> [What to do] Of the lines below, reproduce exactly those from the line containing "Query: climber" to the end, including both the first and the last.

> [Dataset records]
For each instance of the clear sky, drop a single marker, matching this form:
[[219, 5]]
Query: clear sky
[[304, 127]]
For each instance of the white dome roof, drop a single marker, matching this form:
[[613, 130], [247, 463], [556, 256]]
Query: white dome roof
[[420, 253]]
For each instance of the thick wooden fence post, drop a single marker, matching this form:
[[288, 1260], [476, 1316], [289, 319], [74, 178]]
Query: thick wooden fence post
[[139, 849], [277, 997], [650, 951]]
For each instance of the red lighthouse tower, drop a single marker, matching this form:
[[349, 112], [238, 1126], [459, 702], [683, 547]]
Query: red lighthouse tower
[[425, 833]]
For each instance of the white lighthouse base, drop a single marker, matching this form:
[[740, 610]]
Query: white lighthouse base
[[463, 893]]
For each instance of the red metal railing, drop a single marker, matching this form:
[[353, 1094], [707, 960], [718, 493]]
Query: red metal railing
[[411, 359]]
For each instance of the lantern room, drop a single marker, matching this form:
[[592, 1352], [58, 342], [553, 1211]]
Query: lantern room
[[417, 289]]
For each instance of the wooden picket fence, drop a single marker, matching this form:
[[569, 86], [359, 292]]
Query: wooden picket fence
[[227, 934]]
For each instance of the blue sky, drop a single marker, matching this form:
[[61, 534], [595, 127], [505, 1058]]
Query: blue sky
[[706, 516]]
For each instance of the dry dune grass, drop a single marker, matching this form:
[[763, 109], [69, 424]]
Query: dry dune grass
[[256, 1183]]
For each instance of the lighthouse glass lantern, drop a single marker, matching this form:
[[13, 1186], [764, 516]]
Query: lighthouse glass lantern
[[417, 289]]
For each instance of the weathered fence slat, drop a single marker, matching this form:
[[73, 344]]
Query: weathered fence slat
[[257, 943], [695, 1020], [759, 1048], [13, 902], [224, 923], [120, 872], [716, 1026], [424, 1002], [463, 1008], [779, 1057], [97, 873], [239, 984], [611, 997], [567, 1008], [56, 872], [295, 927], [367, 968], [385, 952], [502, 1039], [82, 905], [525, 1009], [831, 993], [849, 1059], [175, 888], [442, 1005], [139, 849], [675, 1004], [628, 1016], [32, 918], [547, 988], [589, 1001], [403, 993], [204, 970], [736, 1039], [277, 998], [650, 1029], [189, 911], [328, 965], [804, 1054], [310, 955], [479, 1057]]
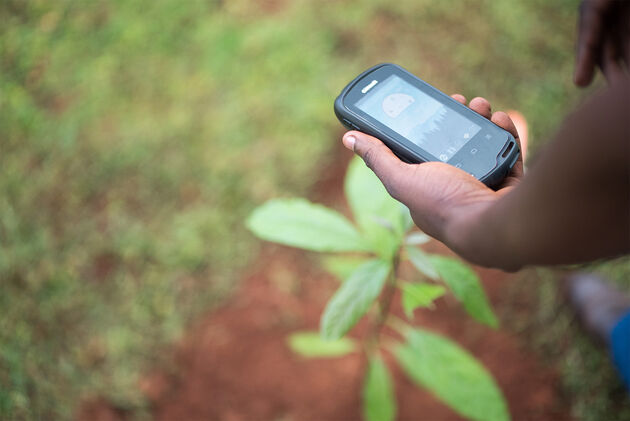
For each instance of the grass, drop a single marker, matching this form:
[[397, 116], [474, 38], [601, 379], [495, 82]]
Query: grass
[[134, 138]]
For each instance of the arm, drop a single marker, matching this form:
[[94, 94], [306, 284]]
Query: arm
[[572, 206]]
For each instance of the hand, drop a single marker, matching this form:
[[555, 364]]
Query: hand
[[444, 201], [603, 40]]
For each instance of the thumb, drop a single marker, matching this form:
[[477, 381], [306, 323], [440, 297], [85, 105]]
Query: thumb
[[393, 173]]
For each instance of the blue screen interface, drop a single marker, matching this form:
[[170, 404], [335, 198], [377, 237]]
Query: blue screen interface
[[418, 117]]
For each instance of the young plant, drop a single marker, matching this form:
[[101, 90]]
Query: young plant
[[374, 249]]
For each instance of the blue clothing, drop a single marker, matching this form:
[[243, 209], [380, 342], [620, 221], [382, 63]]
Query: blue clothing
[[620, 348]]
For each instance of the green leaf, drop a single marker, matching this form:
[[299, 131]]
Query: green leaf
[[299, 223], [419, 295], [417, 238], [311, 344], [464, 283], [379, 402], [353, 298], [341, 266], [379, 216], [453, 375], [421, 261]]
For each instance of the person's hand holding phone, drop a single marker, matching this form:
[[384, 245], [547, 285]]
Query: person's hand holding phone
[[444, 201]]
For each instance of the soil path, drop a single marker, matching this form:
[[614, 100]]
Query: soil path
[[234, 364]]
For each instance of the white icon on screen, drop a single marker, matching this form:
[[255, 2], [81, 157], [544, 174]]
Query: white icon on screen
[[395, 104]]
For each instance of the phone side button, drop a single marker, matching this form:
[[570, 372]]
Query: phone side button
[[350, 124]]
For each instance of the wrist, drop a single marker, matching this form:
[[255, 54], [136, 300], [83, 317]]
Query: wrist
[[476, 234]]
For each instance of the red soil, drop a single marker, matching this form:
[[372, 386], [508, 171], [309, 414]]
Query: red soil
[[234, 363]]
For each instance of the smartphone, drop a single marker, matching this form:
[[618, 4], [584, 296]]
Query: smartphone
[[420, 124]]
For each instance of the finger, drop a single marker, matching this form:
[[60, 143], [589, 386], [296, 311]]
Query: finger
[[589, 42], [521, 127], [610, 63], [481, 106], [504, 121], [459, 98], [392, 172]]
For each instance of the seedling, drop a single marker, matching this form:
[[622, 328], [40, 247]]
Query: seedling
[[372, 250]]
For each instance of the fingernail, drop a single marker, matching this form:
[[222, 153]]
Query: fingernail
[[349, 142]]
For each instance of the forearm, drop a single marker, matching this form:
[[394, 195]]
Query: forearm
[[572, 206]]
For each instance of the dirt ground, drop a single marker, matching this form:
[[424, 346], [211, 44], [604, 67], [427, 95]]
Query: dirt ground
[[234, 364]]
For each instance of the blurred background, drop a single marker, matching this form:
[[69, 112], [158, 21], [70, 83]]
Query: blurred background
[[135, 137]]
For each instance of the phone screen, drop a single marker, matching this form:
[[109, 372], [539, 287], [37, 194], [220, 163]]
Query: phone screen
[[418, 117]]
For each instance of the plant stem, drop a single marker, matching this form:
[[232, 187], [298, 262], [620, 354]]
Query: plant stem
[[384, 305]]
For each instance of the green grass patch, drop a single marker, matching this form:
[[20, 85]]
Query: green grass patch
[[135, 137]]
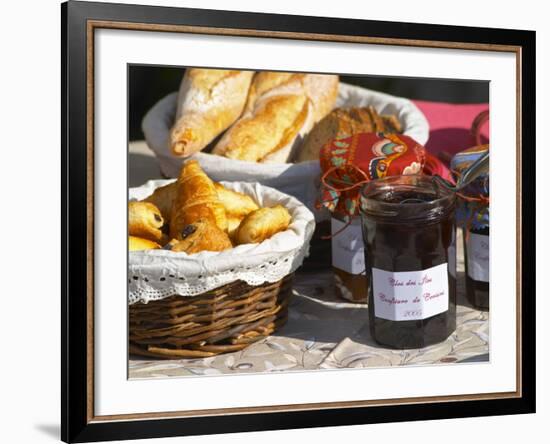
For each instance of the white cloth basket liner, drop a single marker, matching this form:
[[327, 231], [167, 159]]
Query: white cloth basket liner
[[157, 274]]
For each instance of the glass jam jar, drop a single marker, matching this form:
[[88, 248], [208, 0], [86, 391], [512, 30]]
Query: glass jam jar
[[476, 262], [348, 259], [410, 255]]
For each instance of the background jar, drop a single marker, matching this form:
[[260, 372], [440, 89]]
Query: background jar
[[410, 254]]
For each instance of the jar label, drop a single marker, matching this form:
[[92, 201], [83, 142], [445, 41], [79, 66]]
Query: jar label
[[410, 295], [348, 249], [478, 257]]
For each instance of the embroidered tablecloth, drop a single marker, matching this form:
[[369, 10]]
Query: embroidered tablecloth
[[324, 332]]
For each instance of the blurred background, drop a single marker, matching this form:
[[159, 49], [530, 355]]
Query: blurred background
[[148, 84]]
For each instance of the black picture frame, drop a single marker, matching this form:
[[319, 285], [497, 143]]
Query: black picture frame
[[77, 319]]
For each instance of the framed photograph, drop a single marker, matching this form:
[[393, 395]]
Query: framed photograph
[[276, 221]]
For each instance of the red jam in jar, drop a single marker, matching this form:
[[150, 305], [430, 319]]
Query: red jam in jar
[[410, 256]]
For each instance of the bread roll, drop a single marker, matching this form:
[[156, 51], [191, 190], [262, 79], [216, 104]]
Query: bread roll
[[201, 235], [145, 220], [138, 244], [280, 111], [237, 205], [196, 198], [209, 101], [262, 224]]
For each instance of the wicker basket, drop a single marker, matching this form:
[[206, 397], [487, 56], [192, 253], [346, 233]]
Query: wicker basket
[[223, 320]]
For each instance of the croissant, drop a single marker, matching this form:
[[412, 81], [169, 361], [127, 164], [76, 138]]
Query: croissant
[[209, 101], [145, 220], [262, 224], [233, 224], [163, 198], [201, 235], [196, 198], [237, 205], [138, 243]]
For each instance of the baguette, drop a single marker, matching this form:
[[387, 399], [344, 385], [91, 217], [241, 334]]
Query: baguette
[[280, 111], [209, 101]]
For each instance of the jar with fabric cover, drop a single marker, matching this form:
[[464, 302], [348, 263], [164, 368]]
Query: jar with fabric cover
[[346, 165]]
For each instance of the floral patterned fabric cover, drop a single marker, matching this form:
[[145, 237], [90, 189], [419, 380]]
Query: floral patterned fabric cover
[[305, 342]]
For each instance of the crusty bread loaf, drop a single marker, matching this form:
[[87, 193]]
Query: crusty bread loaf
[[280, 111], [344, 123], [209, 101]]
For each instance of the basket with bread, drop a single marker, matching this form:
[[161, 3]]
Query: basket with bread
[[210, 264], [268, 127]]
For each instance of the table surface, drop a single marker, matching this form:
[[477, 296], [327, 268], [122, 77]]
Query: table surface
[[305, 342]]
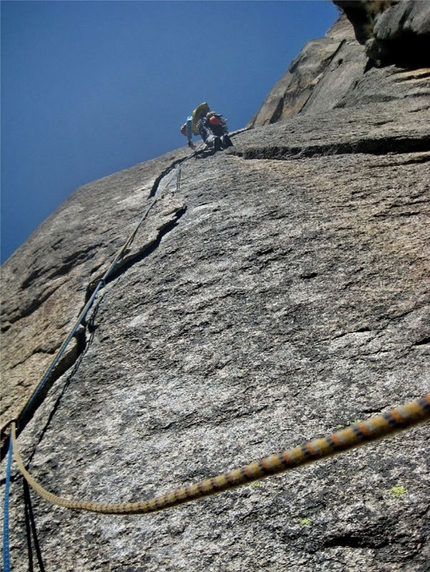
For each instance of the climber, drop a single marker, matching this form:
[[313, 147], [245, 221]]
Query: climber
[[211, 127]]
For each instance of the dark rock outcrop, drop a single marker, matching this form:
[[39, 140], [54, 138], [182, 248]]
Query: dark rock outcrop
[[280, 292], [393, 31]]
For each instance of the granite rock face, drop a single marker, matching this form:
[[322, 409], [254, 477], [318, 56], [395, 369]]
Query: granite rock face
[[393, 31], [278, 291]]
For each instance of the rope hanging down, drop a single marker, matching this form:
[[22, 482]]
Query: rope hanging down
[[354, 436], [39, 393]]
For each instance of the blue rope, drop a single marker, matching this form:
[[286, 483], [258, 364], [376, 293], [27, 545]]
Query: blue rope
[[6, 553]]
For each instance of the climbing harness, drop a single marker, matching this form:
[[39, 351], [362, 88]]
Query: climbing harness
[[353, 436]]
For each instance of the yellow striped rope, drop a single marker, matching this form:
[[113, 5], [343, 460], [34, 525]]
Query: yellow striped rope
[[354, 436]]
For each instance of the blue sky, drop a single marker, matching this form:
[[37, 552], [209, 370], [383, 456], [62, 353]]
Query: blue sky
[[90, 88]]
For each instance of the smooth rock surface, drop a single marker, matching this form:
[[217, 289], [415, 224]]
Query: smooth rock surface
[[279, 293]]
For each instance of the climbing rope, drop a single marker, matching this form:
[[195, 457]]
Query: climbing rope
[[353, 436], [6, 551], [42, 388]]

> [Expected output]
Query: climber
[[211, 127]]
For each instance of the dark rock outcrop, drop a single marker, matching this form:
[[39, 140], [54, 138], [182, 248]]
Query: dark rock outcrop
[[280, 292], [393, 31]]
For each instance of the granite rock face, drop a single marker, matching this form:
[[322, 409], [254, 477], [318, 56], [395, 369]]
Query: granite rock face
[[393, 31], [278, 291]]
For each instance of the rope hanging down, drop a single marker, matching this form:
[[22, 482]]
Query: rope hanging down
[[354, 436], [39, 393]]
For each instance of the blue rope, drop a single marker, matching this form:
[[286, 483], [258, 364], [376, 293], [27, 545]]
Query: blue rope
[[6, 553]]
For each instance of the climbing harness, drop a single marker, matching this form:
[[39, 351], [362, 88]]
Query: climbing harness
[[353, 436]]
For each instance of the yellow striped rope, drop a single marker, matching this form:
[[113, 5], [343, 460], [34, 525]]
Query: yellow striped rope
[[354, 436]]
For each instance of the blue sky, drop a single marker, matching this form:
[[37, 552], [209, 370], [383, 456], [62, 353]]
Query: blue sky
[[90, 88]]
For each instance of the smooth rock surface, drop a single marker, matching this form:
[[217, 289], [415, 224]]
Query: smooth rock surface
[[279, 293]]
For each instance of the climbing rope, drop a single marker, matching this form:
[[195, 457]]
Query: climbing rope
[[353, 436], [6, 551], [42, 388]]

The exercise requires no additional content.